------ EXCERPT TO READ

Wednesday, August 24, 2011

Comprehensive Everglades Restoration Plan (CERP) — EATING THE EVERGLADES

        Want to know what has happened in south Florida over the past nearly 20 years? Name calling. Finger pointing. Blame assessment. Heated accusations of negotiating in bad faith. Suspicion and mistrust. Decisions tainted by under-the-table agreements. Hidden political agendas. Righteous anger. Controversy and conflict. It's business as usual regarding the Everglades, only much worse and far more desperate than ever because it really is the 50th minute of the eleventh hour. And the stakes are enormous.

------------
------ MATERIAL SHOWN

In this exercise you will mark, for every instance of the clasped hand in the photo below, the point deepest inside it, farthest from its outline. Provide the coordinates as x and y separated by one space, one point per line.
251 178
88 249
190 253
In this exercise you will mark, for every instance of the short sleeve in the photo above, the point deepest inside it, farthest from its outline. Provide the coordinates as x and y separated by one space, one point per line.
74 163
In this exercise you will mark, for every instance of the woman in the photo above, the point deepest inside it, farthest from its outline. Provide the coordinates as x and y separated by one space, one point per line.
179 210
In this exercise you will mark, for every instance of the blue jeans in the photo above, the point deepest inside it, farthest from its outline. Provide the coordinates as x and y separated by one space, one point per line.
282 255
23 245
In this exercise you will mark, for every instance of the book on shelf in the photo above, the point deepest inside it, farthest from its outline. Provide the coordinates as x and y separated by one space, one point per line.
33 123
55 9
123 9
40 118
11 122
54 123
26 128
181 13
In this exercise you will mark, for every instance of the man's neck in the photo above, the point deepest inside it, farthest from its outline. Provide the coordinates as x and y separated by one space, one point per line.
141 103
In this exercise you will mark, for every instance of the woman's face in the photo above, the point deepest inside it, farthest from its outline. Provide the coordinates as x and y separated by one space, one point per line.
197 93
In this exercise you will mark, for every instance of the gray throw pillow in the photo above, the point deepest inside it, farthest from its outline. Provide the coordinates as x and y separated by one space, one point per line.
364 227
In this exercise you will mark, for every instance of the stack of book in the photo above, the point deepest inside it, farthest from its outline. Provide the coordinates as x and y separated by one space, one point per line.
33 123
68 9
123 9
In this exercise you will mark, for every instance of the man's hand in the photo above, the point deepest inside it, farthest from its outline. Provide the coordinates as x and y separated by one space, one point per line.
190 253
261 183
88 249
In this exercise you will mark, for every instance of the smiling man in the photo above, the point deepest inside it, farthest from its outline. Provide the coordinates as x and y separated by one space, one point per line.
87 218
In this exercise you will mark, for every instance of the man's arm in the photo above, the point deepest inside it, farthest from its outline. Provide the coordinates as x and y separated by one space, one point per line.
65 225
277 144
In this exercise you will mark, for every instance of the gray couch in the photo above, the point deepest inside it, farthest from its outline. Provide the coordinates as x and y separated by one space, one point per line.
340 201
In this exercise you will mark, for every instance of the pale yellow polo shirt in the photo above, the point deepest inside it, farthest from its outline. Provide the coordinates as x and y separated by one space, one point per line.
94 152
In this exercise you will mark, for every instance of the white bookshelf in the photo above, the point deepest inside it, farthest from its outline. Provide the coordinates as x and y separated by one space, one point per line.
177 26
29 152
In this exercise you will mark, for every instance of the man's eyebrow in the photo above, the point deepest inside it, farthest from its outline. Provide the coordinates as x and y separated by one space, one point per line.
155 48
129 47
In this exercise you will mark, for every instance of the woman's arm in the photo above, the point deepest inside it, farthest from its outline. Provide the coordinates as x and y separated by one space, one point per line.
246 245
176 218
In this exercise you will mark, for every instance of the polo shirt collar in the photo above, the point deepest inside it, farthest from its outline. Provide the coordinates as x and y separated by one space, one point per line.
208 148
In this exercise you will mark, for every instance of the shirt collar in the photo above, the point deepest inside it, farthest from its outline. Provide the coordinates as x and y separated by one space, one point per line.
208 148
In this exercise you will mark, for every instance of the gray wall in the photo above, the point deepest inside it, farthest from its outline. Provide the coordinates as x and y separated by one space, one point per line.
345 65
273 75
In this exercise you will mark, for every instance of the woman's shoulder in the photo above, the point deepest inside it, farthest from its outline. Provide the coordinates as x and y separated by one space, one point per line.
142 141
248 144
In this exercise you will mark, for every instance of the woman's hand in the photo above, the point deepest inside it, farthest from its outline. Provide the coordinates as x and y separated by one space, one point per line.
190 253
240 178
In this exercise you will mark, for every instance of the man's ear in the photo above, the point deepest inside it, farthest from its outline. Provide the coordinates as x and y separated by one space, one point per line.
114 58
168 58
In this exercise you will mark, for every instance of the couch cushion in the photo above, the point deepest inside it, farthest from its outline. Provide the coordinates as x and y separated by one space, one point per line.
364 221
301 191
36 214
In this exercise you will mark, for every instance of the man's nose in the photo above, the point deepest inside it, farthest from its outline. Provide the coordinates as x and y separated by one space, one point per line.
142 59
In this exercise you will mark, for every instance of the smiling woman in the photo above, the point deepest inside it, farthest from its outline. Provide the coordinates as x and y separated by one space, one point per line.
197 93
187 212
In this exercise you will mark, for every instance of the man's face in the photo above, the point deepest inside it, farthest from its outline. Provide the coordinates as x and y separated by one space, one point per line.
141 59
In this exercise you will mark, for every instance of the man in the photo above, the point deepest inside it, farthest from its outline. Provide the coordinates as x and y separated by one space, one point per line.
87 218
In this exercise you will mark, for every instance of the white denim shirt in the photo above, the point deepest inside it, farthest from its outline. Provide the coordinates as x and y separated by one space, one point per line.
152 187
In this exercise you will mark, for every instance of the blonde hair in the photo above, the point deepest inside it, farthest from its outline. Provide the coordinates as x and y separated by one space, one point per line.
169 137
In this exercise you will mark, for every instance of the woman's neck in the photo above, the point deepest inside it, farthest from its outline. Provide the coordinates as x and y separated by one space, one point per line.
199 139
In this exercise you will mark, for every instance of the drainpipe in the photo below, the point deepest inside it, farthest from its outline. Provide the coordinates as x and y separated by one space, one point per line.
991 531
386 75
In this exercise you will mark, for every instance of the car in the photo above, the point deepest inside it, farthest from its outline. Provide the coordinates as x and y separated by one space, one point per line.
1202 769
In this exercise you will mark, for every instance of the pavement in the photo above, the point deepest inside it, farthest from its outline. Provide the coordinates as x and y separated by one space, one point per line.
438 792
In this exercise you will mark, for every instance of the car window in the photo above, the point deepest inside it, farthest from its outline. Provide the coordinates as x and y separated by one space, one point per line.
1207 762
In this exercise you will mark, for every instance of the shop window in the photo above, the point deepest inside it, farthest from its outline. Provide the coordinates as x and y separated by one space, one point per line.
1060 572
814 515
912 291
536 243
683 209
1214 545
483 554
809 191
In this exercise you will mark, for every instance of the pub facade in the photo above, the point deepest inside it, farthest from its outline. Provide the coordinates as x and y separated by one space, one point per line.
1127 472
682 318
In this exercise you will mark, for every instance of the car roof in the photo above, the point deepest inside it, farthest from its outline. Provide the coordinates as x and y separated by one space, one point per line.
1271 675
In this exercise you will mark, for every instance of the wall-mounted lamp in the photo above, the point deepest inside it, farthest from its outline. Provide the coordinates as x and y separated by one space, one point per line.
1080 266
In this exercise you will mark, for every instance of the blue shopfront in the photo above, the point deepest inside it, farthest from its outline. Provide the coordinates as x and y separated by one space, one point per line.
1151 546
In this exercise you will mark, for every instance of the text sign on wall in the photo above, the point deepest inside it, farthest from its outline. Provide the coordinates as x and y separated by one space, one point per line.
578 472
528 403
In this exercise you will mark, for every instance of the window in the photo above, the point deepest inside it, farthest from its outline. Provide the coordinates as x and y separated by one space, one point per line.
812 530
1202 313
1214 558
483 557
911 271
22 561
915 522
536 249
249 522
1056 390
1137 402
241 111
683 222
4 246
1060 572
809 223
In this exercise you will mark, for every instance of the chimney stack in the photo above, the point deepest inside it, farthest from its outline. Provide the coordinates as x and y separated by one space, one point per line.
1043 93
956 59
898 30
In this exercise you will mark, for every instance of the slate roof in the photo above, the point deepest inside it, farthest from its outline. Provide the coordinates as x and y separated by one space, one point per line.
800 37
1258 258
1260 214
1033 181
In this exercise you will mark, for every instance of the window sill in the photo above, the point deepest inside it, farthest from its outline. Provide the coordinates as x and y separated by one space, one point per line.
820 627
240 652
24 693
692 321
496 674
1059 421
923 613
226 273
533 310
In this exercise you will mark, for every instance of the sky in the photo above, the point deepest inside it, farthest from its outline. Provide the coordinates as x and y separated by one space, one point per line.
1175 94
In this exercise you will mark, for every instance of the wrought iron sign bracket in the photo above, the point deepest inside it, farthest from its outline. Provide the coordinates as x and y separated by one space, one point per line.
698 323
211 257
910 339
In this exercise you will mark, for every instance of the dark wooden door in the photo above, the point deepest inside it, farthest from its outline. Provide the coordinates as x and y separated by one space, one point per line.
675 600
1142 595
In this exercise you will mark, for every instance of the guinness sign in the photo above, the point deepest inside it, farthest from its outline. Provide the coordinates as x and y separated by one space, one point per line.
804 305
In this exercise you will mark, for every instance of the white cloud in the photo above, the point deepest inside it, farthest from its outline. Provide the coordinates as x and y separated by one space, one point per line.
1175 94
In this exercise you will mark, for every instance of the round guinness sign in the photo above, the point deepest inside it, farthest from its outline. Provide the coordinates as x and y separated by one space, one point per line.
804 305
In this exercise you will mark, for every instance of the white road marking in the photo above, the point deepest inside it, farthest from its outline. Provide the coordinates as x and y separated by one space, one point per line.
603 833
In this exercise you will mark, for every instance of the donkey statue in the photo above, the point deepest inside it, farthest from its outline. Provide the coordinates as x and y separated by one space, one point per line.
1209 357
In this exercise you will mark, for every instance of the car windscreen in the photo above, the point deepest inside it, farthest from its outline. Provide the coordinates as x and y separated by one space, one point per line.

------------

▶ [EXERCISES]:
• a. Condense the paragraph in the Everglades post that begins "Want to know what has happened" into a shorter version that keeps its main facts.
• b. Extend the Everglades post, picking up right after its final sentence.

▶ [RESULTS BY TASK]:
• a. For nearly 20 years, south Florida has seen name calling, finger pointing, blame, accusations of bad-faith negotiating, suspicion and mistrust, decisions tainted by under-the-table agreements, hidden political agendas, righteous anger, and constant controversy. This is business as usual for the Everglades, but it is now much worse and more desperate than ever, because it is the 50th minute of the eleventh hour and the stakes are enormous.

• b.
        Today in south Florida it's a challenge to find agencies or organizations that agree with positions taken by other organizations. Everyone is convinced that the other side is populated with conscienceless bastards who eagerly lie through their teeth at every opportunity. Coalitions form and are dissolved in a matter of months. Former partners accuse their former associates of unethical motives and reprehensible actions. And I'm talking about respected scientists, national environmental groups, business leaders, politicians, Federal and State agencies, and intensely involved but fairly typical citizens. When the scientists at the Everglades National Park publicly maintain that the newly authorized Comprehensive Everglades Restoration Plan (from this point on the initials, CERP, will be used) created by the U.S. Army Corps of Engineers will not provide the claimed environmental benefits to the Everglades, what's a regular person to believe?[1]
        Although my intention is to present the materials in this blog in a straightforward manner, that goal is complicated by intensely held opinions and subjective judgments. That's because we'll be looking at a serious, highly complex problem that has many facets, not all of which are open or above board. Many of those elements are characterized by technical problems of exasperating difficulty and by experts who disagree among themselves on the facts as well as on the range of potential adverse effects, mitigation measures, and policy implications. Whoever claimed that science was objective has never studied the south Florida landscape.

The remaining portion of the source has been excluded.